═════ Textauszug
Wie sie Mitch und C. J. wurden

Spottfiguren, Helden, Weltstars – die kalifornischen Lifeguards von damals bis heute

Die Geschichte der kalifornischen Lifeguards beginnt um 1900 mit den rivalisierenden Immobilienmogulen Abbot Kinney und Henry Huntington. Los Angeles hatte sich innerhalb weniger Jahrzehnte zu einer riesigen Stadt entwickelt. Ihre nahen Strände wurden von der Öffentlichkeit kaum genutzt, und die Investoren witterten darin ein großes Geschäft. Eisenbahntycoon Huntington baute ein Urlaubsresort namens „Redondo Beach“, während Tabakmillionär Kinney 1905 sein „Venice of America“ eröffnete, heute Venice­Beach. Die Pacific Electric Railway brachte die Bewohner von Los Angeles für wenig Geld an die Küste, und die Besucherzahlen stiegen rapide an.
══════════
═════ Erfasste Daten
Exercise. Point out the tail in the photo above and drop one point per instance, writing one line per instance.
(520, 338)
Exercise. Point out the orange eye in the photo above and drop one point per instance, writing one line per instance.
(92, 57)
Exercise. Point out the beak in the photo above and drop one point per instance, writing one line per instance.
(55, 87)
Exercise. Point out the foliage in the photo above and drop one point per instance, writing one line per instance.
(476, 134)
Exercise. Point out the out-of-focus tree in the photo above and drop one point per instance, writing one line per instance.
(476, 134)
══════════
═════ Erfasste Daten
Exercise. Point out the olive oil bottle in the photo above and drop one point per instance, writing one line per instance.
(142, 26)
══════════
§ **Zu erledigen**:
(a) Beantworte diese Fragen zum Textauszug über die kalifornischen Lifeguards:
(i) Wer baute das Urlaubsresort „Redondo Beach“?
(ii) In welchem Jahr eröffnete Kinney sein „Venice of America“?
(iii) Welche Bahn brachte die Bewohner von Los Angeles für wenig Geld an die Küste?
(b) Druck aus dem Textauszug über die kalifornischen Lifeguards die Stelle unverändert ab, die mit „Spottfiguren, Helden, Weltstars“ anfängt und bis „stiegen rapide an.“ weitergeht.
Die Daten haben mit dem Textauszug nichts zu tun.

§ **Die Antworten**:
(a)
(i) Henry Huntington, ein Eisenbahntycoon
(ii) 1905
(iii) Die Pacific Electric Railway

(b)
Spottfiguren, Helden, Weltstars – die kalifornischen Lifeguards von damals bis heute

Die Geschichte der kalifornischen Lifeguards beginnt um 1900 mit den rivalisierenden Immobilienmogulen Abbot Kinney und Henry Huntington. Los Angeles hatte sich innerhalb weniger Jahrzehnte zu einer riesigen Stadt entwickelt. Ihre nahen Strände wurden von der Öffentlichkeit kaum genutzt, und die Investoren witterten darin ein großes Geschäft. Eisenbahntycoon Huntington baute ein Urlaubsresort namens „Redondo Beach“, während Tabakmillionär Kinney 1905 sein „Venice of America“ eröffnete, heute Venice­Beach. Die Pacific Electric Railway brachte die Bewohner von Los Angeles für wenig Geld an die Küste, und die Besucherzahlen stiegen rapide an.